# Exercise
Please reproduce the piece on Nightmare Alley word for word, everything from "Writer: Jules Furthman" down to "film noir classic.".

# Selected text
● ● ● ● ●
Nightmarealleyposter

Director: Edmund Goulding

Writer: Jules Furthman

Country: USA

Runtime: 110 mins

Cast: Tyrone Power, Joan Blondell, Coleen Gray, Helen Walker, Taylor Holmes, Mike Mazurki, Ian Keith

One of the darkest of all film noirs

Nightmare Alley was the second film made by Tyrone Power, one of Hollywood’s greatest stars, following his return from wartime service in the Pacific theatre. Based on the novel by William Lindsay Gresham, it was a film that Power fought to make in the face of opposition from studio boss Darryl Zanuck, who feared that the dark role of the protagonist might damage Power’s image. Although that didn’t happen, the film was not a success at the box office. Power was praised by critics for his performance, however, and Nightmare Alley has subsequently come to be regarded as a film noir classic.

Power plays Stanton “Stan” Carlisle, a relatively junior carnival barker who is still learning the trade. Stan is an assistant for Mademoiselle Zeena (Joan Blondell), the carney’s fortune teller who is trying to keep her alcoholic husband, Pete (Ian Keith), on the straight and narrow. Eager to make the big time, Stan begins to see dollar signs when he learns that Zeena and Pete once had their own highly successful psychic act outside the carney, in which Pete used a linguistic code to communicate the punters’ secrets to Zeena. Stan also learns a valuable lesson when Pete fools him with a psychic reading, in which Pete apparently sees Stan as a boy running through fields with his pet dog. Pete breaks the news that this was a stock reading: “Fits everybody! What’s youth? Happy one minute, heartbroken the next. Every boy has a dog!” Learning from this, Stan finds he is able to exercise the gift of the gab to the extent that he can prevent a hostile policeman from closing down the carnival.
● ● ● ● ●
# Information shown
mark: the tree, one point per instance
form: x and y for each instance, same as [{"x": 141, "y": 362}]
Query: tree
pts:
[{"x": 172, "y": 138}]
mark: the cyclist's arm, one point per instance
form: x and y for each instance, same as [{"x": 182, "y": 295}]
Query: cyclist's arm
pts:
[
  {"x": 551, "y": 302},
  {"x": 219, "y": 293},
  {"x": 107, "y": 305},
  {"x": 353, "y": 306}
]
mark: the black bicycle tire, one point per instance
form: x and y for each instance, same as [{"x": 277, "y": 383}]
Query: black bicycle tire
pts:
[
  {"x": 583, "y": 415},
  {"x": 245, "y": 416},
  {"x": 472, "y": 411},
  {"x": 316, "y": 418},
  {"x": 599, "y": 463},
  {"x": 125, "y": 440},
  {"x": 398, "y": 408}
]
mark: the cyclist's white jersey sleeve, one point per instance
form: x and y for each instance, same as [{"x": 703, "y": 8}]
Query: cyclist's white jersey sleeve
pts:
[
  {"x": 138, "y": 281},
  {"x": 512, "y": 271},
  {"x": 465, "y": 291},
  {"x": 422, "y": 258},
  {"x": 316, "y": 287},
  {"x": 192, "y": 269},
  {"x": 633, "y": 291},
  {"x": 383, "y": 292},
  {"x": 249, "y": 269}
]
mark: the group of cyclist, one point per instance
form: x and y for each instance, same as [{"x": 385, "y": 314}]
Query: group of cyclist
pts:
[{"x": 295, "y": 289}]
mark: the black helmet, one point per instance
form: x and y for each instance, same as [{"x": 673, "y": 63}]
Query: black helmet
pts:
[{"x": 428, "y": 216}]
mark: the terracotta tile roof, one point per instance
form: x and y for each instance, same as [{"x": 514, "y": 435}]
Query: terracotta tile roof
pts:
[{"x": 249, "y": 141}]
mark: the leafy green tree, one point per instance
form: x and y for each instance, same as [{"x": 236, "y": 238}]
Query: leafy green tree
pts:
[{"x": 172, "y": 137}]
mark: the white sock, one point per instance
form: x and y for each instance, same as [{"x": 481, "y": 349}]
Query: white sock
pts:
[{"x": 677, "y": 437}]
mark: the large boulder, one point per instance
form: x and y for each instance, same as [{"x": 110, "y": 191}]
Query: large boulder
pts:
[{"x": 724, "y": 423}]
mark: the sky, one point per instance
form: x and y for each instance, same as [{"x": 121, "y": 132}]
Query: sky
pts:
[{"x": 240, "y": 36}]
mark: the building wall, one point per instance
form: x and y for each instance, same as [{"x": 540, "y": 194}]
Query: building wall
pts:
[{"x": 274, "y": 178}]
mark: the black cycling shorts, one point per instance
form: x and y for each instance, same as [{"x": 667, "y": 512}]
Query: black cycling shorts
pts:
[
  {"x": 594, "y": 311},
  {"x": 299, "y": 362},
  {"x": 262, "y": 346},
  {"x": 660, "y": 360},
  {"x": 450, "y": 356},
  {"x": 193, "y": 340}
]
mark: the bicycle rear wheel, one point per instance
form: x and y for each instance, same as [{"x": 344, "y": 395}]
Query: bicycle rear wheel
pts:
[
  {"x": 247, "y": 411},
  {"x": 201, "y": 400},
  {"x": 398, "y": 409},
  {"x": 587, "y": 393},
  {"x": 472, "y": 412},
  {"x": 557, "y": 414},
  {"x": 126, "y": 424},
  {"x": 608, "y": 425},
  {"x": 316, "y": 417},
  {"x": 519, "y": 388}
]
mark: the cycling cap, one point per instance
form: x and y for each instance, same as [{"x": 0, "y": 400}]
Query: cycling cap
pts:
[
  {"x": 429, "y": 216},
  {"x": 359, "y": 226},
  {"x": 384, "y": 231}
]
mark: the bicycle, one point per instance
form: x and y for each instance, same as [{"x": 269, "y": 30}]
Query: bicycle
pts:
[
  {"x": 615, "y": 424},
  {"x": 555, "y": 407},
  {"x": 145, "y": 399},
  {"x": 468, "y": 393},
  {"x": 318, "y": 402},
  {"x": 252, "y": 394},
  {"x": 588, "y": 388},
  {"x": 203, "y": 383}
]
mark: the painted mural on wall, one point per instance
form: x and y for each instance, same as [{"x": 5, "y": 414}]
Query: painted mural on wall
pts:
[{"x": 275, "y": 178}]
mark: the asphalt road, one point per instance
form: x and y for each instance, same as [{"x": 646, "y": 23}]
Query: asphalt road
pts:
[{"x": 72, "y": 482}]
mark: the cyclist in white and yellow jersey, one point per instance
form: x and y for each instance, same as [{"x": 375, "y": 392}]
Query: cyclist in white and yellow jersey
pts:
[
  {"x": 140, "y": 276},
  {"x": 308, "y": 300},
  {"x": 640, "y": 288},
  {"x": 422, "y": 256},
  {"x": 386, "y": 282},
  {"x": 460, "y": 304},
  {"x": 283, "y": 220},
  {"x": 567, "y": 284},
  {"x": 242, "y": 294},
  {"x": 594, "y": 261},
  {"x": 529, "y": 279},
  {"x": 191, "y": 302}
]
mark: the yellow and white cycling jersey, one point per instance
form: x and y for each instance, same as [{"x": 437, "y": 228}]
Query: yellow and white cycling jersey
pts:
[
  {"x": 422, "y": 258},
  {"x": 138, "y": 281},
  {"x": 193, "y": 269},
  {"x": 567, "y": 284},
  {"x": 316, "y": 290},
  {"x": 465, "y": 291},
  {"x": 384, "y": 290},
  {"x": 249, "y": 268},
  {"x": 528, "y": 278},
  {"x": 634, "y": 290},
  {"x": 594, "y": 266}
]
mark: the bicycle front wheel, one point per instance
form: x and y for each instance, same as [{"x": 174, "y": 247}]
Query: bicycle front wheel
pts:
● ● ● ● ●
# Answer
Writer: Jules Furthman

Country: USA

Runtime: 110 mins

Cast: Tyrone Power, Joan Blondell, Coleen Gray, Helen Walker, Taylor Holmes, Mike Mazurki, Ian Keith

One of the darkest of all film noirs

Nightmare Alley was the second film made by Tyrone Power, one of Hollywood’s greatest stars, following his return from wartime service in the Pacific theatre. Based on the novel by William Lindsay Gresham, it was a film that Power fought to make in the face of opposition from studio boss Darryl Zanuck, who feared that the dark role of the protagonist might damage Power’s image. Although that didn’t happen, the film was not a success at the box office. Power was praised by critics for his performance, however, and Nightmare Alley has subsequently come to be regarded as a film noir classic.